-------- Entries provided

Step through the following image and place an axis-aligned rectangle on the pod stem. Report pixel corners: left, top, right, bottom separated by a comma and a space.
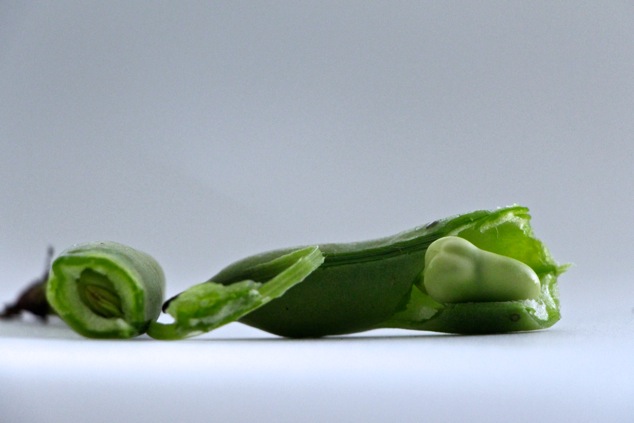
1, 246, 55, 321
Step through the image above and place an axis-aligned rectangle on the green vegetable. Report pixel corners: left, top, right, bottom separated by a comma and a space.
45, 241, 165, 338
5, 204, 567, 340
422, 236, 541, 303
147, 246, 324, 340
206, 205, 567, 337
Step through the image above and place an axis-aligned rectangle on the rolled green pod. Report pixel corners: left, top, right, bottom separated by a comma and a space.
206, 205, 567, 337
46, 241, 165, 339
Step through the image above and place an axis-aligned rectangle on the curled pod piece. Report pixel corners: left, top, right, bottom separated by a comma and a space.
150, 246, 324, 340
46, 241, 165, 338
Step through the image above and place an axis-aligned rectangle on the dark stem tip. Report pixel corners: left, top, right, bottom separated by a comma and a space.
1, 246, 55, 321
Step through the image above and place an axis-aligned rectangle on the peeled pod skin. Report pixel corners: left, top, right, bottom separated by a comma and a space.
148, 246, 324, 340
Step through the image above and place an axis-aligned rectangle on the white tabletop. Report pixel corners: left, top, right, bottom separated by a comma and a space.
2, 281, 633, 422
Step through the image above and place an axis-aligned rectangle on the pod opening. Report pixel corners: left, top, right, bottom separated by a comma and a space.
76, 269, 124, 319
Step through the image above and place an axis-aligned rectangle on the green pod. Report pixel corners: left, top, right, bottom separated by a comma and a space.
46, 241, 165, 339
212, 247, 425, 337
210, 205, 567, 337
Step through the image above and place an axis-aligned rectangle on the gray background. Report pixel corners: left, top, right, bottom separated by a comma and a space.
2, 2, 633, 297
1, 2, 633, 422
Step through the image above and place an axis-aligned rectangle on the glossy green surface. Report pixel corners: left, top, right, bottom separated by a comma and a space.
210, 205, 566, 337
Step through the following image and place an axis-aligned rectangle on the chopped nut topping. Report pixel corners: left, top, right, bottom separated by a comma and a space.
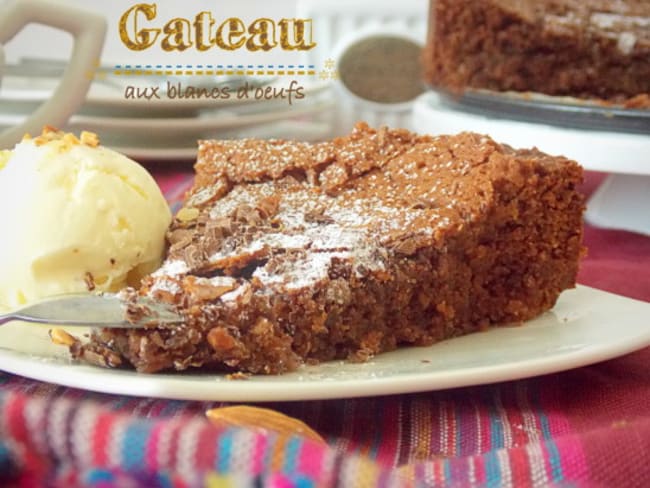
80, 131, 100, 147
84, 272, 96, 291
0, 150, 11, 170
33, 126, 64, 146
63, 133, 81, 146
184, 275, 237, 302
28, 127, 101, 151
207, 326, 240, 352
176, 207, 200, 222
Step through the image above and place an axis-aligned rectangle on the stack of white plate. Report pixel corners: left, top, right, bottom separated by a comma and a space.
0, 72, 335, 161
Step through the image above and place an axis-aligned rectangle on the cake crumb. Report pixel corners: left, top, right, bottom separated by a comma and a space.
226, 372, 251, 380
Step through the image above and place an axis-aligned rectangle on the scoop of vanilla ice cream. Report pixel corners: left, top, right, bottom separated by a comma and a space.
0, 129, 172, 310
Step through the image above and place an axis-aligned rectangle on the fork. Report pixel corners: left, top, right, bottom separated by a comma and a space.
0, 294, 183, 328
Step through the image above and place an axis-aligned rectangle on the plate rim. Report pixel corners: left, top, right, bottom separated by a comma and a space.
0, 285, 648, 402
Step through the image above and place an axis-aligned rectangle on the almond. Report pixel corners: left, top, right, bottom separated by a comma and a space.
49, 328, 77, 346
206, 405, 326, 444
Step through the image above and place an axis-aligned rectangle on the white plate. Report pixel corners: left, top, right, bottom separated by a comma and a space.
0, 286, 648, 402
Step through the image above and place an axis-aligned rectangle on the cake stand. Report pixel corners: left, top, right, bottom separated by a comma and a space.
412, 91, 650, 236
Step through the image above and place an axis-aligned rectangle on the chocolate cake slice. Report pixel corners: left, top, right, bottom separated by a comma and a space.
72, 123, 585, 374
423, 0, 650, 103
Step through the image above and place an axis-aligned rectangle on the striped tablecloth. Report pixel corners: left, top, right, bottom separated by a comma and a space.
0, 171, 648, 488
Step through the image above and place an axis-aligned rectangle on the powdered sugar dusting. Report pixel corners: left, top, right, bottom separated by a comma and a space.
148, 277, 182, 296
590, 13, 650, 29
617, 31, 637, 54
152, 260, 189, 278
219, 282, 251, 304
200, 179, 421, 290
253, 251, 351, 290
204, 276, 236, 288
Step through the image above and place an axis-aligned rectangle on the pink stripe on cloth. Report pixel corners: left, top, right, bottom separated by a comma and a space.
144, 419, 166, 472
154, 171, 194, 197
92, 412, 116, 467
6, 393, 28, 442
153, 171, 195, 211
297, 437, 325, 479
194, 422, 219, 471
538, 382, 589, 484
252, 433, 268, 474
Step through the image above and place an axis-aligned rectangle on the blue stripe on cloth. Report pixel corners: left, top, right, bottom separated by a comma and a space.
159, 400, 189, 416
537, 402, 563, 483
85, 469, 115, 483
484, 397, 503, 486
109, 397, 131, 411
485, 449, 502, 488
283, 437, 301, 473
86, 468, 172, 487
121, 422, 153, 469
292, 474, 315, 488
364, 398, 380, 459
0, 441, 17, 478
489, 407, 504, 449
525, 382, 564, 484
443, 458, 452, 483
156, 473, 175, 488
216, 429, 233, 472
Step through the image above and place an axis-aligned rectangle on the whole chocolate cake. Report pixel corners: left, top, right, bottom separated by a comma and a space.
423, 0, 650, 104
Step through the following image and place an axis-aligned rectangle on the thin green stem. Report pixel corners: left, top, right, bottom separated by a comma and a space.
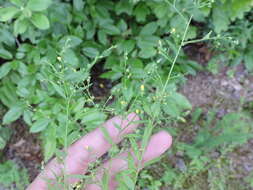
63, 89, 73, 190
183, 36, 225, 46
131, 14, 193, 190
162, 15, 193, 94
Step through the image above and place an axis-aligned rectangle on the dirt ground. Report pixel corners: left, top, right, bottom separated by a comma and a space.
179, 67, 253, 189
2, 121, 42, 181
180, 44, 253, 189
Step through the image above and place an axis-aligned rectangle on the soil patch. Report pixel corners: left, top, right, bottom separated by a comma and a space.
3, 121, 42, 182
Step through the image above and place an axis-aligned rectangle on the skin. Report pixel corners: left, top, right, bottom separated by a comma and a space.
27, 113, 172, 190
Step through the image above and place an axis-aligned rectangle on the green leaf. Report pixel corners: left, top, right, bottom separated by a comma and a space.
3, 106, 23, 124
151, 102, 161, 118
134, 3, 150, 22
212, 6, 230, 33
98, 30, 108, 45
14, 18, 29, 35
81, 109, 106, 128
0, 82, 19, 107
137, 35, 160, 49
27, 0, 52, 11
0, 62, 12, 79
102, 24, 121, 35
129, 137, 141, 160
62, 49, 79, 67
0, 7, 20, 22
31, 13, 50, 30
0, 48, 13, 60
10, 0, 23, 6
122, 81, 134, 101
64, 70, 88, 83
85, 21, 96, 39
23, 110, 33, 125
141, 122, 153, 157
171, 92, 191, 110
0, 28, 15, 46
139, 47, 156, 59
100, 71, 122, 81
23, 7, 32, 17
122, 175, 135, 190
0, 137, 6, 150
118, 40, 135, 54
186, 26, 197, 40
115, 1, 133, 15
44, 136, 56, 161
59, 35, 82, 48
207, 57, 219, 75
73, 0, 85, 11
170, 15, 187, 35
82, 47, 99, 58
100, 126, 114, 146
117, 19, 127, 32
162, 100, 180, 117
229, 0, 252, 21
0, 127, 12, 149
154, 3, 169, 18
191, 108, 203, 124
30, 118, 50, 133
140, 22, 157, 36
73, 98, 85, 113
44, 127, 56, 161
244, 52, 253, 71
128, 58, 143, 69
51, 82, 66, 98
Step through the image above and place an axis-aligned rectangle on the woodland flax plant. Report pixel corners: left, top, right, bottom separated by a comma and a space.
43, 12, 196, 189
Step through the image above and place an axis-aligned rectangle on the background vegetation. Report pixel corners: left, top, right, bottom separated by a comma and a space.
0, 0, 253, 189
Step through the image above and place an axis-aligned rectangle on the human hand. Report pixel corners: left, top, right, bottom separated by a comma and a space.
27, 113, 172, 190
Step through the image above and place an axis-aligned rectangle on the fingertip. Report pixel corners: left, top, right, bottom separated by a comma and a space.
126, 112, 140, 122
150, 130, 173, 153
86, 184, 101, 190
143, 131, 173, 163
156, 130, 173, 150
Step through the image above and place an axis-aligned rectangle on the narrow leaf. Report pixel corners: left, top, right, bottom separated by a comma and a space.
10, 0, 23, 6
31, 13, 50, 30
27, 0, 52, 11
30, 118, 50, 133
140, 22, 157, 36
14, 18, 29, 35
0, 49, 13, 60
0, 62, 12, 79
0, 7, 19, 22
51, 82, 66, 98
3, 106, 23, 124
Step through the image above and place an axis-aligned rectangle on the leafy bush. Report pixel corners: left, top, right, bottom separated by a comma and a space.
211, 0, 252, 33
207, 0, 253, 72
0, 0, 201, 160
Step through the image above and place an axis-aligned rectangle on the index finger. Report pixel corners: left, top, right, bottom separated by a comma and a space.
27, 113, 140, 190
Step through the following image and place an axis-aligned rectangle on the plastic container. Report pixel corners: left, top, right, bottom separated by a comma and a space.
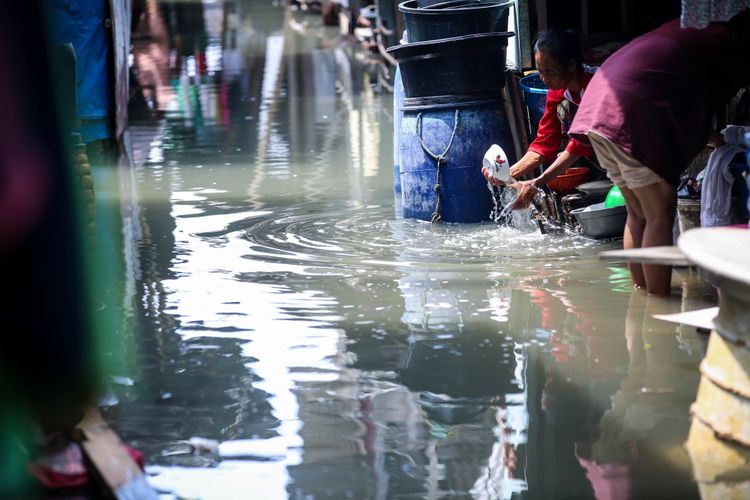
576, 179, 613, 196
400, 99, 516, 222
387, 32, 513, 98
547, 166, 589, 193
571, 202, 627, 239
677, 199, 701, 235
483, 144, 510, 182
518, 73, 548, 138
604, 185, 625, 208
398, 0, 512, 43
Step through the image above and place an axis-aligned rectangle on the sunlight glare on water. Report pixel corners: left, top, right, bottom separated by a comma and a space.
111, 1, 716, 498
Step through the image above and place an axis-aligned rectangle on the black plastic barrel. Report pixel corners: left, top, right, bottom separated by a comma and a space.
398, 0, 512, 42
416, 0, 470, 7
387, 32, 513, 98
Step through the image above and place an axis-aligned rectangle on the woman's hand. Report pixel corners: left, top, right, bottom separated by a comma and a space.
509, 151, 545, 180
481, 165, 506, 187
509, 180, 540, 210
507, 150, 581, 210
482, 150, 546, 189
509, 164, 530, 180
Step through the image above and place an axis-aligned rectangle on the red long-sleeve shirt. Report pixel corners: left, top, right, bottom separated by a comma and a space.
528, 70, 596, 162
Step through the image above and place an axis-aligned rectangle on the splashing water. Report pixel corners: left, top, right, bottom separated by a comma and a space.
488, 183, 539, 231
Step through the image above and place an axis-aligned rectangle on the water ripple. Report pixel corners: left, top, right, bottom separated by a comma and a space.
240, 202, 607, 276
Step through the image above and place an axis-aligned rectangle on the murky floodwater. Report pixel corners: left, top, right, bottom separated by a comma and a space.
108, 1, 716, 498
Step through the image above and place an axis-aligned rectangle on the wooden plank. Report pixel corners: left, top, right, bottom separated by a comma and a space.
517, 0, 534, 71
581, 0, 588, 35
598, 245, 691, 266
109, 0, 132, 145
535, 0, 547, 32
75, 407, 158, 499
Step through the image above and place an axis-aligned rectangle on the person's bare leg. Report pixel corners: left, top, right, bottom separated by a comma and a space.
632, 181, 677, 296
619, 186, 646, 289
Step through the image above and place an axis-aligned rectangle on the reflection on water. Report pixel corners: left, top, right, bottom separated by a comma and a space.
111, 1, 716, 498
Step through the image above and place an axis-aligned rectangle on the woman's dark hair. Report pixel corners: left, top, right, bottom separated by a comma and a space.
534, 29, 583, 69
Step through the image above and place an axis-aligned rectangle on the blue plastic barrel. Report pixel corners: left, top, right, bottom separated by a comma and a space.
400, 100, 515, 222
518, 73, 548, 139
393, 65, 405, 196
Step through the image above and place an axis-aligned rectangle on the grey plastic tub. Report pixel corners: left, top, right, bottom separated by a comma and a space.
571, 202, 627, 239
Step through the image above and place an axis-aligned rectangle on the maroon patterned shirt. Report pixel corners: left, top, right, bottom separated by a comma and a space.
570, 18, 750, 187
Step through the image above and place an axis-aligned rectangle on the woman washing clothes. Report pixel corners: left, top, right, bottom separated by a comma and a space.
481, 29, 599, 207
567, 10, 750, 296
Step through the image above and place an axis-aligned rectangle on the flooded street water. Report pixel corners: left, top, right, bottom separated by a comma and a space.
110, 1, 716, 498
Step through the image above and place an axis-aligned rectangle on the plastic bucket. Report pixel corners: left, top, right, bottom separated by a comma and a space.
571, 202, 627, 239
604, 185, 625, 208
399, 98, 516, 222
518, 73, 548, 138
677, 198, 701, 235
387, 32, 513, 98
398, 0, 512, 43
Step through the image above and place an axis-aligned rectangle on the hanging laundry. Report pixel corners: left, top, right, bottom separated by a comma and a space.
700, 125, 750, 226
681, 0, 750, 28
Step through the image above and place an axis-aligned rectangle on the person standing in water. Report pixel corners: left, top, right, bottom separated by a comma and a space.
569, 11, 750, 296
482, 29, 598, 207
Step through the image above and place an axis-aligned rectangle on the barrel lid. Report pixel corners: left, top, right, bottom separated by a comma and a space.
398, 0, 513, 14
402, 93, 503, 111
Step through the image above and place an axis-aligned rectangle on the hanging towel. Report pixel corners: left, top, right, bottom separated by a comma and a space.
681, 0, 750, 28
700, 144, 743, 226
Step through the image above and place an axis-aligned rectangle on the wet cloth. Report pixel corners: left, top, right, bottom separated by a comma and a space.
681, 0, 750, 28
700, 143, 743, 226
569, 19, 750, 188
31, 436, 145, 490
528, 68, 596, 163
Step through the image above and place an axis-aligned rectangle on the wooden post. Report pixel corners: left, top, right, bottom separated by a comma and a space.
108, 0, 132, 154
515, 0, 535, 71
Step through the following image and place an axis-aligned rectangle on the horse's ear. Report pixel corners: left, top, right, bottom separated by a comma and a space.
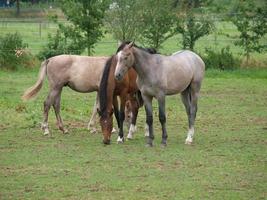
117, 40, 122, 47
128, 41, 134, 49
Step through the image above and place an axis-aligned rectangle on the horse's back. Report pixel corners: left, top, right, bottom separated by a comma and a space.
46, 55, 108, 92
172, 50, 205, 82
150, 50, 204, 95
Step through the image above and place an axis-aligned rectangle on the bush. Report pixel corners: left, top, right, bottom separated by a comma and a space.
0, 32, 36, 70
202, 46, 240, 70
37, 29, 85, 60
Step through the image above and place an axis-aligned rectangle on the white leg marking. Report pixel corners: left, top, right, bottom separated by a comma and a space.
89, 127, 97, 134
42, 123, 50, 136
112, 127, 117, 133
145, 123, 149, 137
127, 124, 136, 139
185, 127, 194, 145
117, 136, 124, 143
88, 96, 98, 130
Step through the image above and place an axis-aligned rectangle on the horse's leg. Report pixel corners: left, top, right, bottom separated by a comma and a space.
88, 93, 99, 133
142, 94, 154, 147
182, 82, 201, 145
52, 87, 68, 134
113, 95, 120, 133
42, 95, 51, 136
157, 95, 168, 147
42, 88, 58, 136
117, 95, 126, 143
127, 97, 138, 140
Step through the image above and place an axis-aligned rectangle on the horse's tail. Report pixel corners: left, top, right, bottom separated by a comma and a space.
99, 56, 114, 117
21, 59, 49, 101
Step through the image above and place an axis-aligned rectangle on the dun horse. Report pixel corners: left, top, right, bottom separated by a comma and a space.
22, 55, 108, 135
99, 43, 157, 144
115, 42, 205, 146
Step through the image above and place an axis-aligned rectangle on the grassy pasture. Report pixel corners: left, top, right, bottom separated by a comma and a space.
0, 69, 266, 199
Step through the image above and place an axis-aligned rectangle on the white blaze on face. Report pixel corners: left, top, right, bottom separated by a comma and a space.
115, 51, 123, 78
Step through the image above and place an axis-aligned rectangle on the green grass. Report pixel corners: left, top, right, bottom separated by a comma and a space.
0, 68, 266, 199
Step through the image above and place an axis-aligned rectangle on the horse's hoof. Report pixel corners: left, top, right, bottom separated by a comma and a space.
161, 143, 167, 148
146, 136, 154, 147
185, 139, 193, 145
43, 130, 50, 136
112, 128, 117, 133
117, 137, 124, 144
89, 128, 97, 134
145, 143, 153, 147
127, 134, 133, 140
144, 132, 149, 137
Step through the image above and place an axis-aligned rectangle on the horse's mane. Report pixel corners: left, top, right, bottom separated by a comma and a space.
116, 41, 157, 54
99, 42, 157, 118
99, 55, 115, 117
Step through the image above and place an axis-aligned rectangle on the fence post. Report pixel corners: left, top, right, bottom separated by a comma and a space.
39, 21, 42, 38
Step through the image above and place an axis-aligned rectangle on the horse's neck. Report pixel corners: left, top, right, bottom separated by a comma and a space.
132, 48, 152, 79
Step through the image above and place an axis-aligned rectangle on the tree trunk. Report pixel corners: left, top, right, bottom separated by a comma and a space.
246, 51, 249, 67
16, 0, 20, 17
87, 45, 91, 56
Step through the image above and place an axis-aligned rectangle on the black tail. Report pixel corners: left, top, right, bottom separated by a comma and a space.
99, 55, 114, 117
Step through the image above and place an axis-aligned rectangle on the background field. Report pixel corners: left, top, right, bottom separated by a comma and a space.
0, 69, 266, 199
1, 4, 267, 199
1, 19, 267, 66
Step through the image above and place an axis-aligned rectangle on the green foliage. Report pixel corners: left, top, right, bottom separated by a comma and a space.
175, 0, 214, 51
176, 12, 213, 50
229, 1, 267, 63
58, 0, 109, 55
138, 0, 176, 50
203, 46, 240, 70
37, 29, 86, 60
104, 0, 141, 41
0, 32, 35, 70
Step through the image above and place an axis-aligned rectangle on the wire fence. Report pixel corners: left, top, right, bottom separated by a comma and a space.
0, 18, 266, 58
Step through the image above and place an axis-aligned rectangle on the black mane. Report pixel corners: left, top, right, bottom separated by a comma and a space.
116, 41, 158, 54
98, 55, 114, 117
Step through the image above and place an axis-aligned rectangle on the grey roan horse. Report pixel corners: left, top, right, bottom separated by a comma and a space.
22, 55, 108, 135
114, 42, 205, 146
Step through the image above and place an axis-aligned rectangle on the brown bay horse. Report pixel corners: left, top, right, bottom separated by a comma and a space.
22, 55, 108, 135
99, 43, 157, 144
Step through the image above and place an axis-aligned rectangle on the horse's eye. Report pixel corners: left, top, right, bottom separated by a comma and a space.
124, 57, 128, 60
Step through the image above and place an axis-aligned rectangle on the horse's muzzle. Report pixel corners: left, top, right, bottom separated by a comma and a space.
103, 139, 111, 145
115, 73, 123, 81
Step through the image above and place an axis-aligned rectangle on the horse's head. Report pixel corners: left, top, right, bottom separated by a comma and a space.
115, 42, 135, 81
99, 109, 113, 145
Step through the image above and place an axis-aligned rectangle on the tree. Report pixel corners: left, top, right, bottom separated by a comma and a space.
176, 12, 213, 50
104, 0, 141, 42
175, 0, 213, 50
15, 0, 20, 16
138, 0, 176, 50
37, 29, 86, 59
58, 0, 109, 55
230, 1, 267, 64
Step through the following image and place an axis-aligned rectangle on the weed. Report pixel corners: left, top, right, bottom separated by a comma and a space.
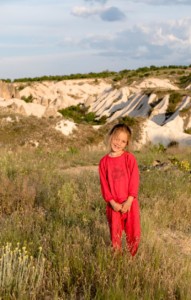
0, 243, 44, 298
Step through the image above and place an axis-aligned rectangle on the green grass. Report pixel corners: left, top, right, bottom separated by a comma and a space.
0, 145, 190, 299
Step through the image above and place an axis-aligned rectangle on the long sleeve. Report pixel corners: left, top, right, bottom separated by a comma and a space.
127, 154, 139, 198
99, 152, 140, 204
99, 158, 113, 202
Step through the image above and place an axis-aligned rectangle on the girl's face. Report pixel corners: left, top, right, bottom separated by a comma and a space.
110, 131, 129, 155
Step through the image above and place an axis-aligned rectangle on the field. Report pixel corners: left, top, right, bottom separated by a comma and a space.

----------------

* Exercise
Set down exactly the lines beginning at the one that holds "on the long" and ending with the last line of the data.

* Output for this exercise
Step through the image above and place an axis-aligned rectangle on the long sleeve. Report pixel corners: left, top, right, bottom separated by a comma and a space.
127, 154, 139, 198
99, 152, 140, 204
99, 158, 113, 202
Step through the image above and place an axis-aligned rectangle on the girl's face. Report pixel corners: left, top, right, bottom separated by a comma and a space.
110, 131, 129, 155
Step through the image above and place an axis-aligned rectangle on the field. Report pixel corners: left, top, right, bottom separated by a comma and a space.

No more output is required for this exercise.